EXERCISE DIRECTIONS: Write out the listing below from the line containing "look for orange" to its last line, unaltered, ends included.

MATERIAL SHOWN:
┌──
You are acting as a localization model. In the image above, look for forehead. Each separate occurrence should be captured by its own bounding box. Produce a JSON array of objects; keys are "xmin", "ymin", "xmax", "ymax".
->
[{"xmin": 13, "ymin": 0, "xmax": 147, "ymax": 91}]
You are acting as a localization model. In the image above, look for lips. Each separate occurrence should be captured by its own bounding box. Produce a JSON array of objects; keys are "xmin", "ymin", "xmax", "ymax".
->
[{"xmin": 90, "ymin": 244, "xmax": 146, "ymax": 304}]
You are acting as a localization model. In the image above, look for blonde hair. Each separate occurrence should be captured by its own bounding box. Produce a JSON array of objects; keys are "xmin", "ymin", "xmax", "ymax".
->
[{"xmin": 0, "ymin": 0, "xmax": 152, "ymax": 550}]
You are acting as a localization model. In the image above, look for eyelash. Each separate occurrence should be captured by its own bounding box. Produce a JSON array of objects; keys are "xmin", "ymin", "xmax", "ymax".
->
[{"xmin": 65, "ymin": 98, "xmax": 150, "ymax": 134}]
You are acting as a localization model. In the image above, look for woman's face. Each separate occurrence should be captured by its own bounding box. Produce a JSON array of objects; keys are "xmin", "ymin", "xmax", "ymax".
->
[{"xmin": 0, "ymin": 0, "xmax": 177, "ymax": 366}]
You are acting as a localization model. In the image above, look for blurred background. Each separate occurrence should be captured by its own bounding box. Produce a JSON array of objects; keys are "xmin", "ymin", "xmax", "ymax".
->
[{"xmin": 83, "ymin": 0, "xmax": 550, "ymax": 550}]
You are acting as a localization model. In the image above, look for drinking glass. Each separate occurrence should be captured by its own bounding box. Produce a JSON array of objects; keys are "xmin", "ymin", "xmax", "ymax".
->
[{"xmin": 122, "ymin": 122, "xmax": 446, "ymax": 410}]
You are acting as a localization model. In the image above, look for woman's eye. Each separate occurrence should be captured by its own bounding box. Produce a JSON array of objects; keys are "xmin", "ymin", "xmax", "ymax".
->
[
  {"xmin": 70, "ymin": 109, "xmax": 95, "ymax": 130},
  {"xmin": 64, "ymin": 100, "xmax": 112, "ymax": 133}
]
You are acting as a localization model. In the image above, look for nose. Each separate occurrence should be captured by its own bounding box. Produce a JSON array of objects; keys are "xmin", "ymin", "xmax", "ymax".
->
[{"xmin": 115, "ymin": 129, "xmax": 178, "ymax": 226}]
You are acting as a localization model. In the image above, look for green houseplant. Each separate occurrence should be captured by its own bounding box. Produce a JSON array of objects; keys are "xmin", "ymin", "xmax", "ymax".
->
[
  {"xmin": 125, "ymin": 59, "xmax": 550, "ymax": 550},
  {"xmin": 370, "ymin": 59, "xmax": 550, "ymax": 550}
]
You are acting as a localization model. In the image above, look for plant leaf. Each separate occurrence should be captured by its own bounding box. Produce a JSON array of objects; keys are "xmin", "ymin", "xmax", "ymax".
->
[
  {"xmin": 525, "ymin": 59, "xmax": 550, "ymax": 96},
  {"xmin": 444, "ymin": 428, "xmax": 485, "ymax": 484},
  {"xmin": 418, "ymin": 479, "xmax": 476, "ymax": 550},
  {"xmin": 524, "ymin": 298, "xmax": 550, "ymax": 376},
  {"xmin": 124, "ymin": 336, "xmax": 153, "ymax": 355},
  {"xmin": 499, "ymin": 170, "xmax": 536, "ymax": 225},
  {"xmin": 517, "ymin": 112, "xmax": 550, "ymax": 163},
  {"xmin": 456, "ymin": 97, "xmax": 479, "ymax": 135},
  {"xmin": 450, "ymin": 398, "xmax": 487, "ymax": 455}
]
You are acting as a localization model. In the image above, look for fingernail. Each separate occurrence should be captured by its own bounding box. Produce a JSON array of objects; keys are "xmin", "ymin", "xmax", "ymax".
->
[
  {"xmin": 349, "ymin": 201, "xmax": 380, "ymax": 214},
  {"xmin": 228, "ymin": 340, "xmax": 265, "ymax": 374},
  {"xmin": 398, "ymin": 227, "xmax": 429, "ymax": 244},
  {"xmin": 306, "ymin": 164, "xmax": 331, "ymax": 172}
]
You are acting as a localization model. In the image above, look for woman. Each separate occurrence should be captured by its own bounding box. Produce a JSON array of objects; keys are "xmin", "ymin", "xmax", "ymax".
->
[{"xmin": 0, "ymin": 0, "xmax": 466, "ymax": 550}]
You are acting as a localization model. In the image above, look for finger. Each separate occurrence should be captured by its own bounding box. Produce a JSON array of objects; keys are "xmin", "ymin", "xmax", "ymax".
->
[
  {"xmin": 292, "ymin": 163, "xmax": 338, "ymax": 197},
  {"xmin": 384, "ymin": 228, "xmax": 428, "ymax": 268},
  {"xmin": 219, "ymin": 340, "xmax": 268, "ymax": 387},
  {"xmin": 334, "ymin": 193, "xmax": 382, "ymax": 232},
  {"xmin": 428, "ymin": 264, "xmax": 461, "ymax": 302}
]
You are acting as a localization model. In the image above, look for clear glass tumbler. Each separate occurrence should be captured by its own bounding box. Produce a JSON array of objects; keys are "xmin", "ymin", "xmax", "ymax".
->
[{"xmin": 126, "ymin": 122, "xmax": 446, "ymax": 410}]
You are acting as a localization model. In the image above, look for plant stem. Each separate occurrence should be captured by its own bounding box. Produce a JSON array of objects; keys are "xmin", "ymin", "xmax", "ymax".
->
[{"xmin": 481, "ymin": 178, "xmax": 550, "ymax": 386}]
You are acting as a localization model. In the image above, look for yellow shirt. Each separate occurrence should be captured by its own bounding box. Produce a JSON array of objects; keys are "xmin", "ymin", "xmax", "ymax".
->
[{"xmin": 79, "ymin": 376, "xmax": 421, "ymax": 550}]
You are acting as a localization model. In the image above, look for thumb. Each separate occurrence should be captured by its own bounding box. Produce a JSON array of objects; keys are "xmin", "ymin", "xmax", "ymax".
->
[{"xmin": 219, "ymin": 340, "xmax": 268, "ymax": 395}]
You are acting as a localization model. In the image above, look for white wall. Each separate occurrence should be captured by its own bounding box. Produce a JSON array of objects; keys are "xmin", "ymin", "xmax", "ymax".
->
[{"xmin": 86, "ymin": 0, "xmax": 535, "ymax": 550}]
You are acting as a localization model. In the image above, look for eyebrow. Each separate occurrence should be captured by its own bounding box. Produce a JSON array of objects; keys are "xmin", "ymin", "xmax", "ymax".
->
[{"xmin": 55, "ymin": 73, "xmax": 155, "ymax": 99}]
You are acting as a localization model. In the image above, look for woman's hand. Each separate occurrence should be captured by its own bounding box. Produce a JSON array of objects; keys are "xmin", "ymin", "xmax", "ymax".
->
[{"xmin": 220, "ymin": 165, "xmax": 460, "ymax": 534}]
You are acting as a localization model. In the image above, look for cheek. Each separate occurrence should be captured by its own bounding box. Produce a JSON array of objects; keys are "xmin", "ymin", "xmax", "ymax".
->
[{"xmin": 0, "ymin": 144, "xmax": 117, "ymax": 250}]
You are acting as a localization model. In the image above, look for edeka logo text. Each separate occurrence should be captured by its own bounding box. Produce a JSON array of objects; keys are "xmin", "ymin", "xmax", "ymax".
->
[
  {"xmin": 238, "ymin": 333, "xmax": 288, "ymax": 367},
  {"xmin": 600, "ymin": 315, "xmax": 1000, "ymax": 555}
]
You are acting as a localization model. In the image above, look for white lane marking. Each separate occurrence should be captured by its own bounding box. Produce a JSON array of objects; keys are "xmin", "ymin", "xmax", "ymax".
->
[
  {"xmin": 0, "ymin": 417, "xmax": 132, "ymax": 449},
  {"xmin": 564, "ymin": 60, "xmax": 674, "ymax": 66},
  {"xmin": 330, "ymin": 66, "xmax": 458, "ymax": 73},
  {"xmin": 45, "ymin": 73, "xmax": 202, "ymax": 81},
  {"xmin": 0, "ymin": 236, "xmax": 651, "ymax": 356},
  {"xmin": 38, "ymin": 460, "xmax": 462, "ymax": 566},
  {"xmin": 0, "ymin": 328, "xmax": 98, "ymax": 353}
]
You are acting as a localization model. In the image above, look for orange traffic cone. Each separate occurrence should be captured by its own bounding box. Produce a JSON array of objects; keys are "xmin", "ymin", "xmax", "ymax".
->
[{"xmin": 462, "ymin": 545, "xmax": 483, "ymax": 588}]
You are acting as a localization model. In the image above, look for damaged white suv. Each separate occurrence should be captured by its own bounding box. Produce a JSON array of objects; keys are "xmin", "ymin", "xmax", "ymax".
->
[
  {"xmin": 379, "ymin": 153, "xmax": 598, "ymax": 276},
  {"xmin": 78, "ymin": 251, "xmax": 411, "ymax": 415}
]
└──
FULL RESPONSE:
You are acting as a localization model. In the image above, look for orange traffic cone. Each separate occurrence should be captured by its own bounding box. Produce a JSON array of objects; keys are "xmin", "ymin", "xmax", "ymax".
->
[{"xmin": 462, "ymin": 545, "xmax": 483, "ymax": 588}]
You are acting as a localization model. In the image above, look for damaged white suv. Each separate occurrence should be captured by its own bounding box. Produce a JSON array of objects; keys are "xmin", "ymin", "xmax", "ymax".
->
[
  {"xmin": 379, "ymin": 153, "xmax": 598, "ymax": 276},
  {"xmin": 78, "ymin": 251, "xmax": 411, "ymax": 415}
]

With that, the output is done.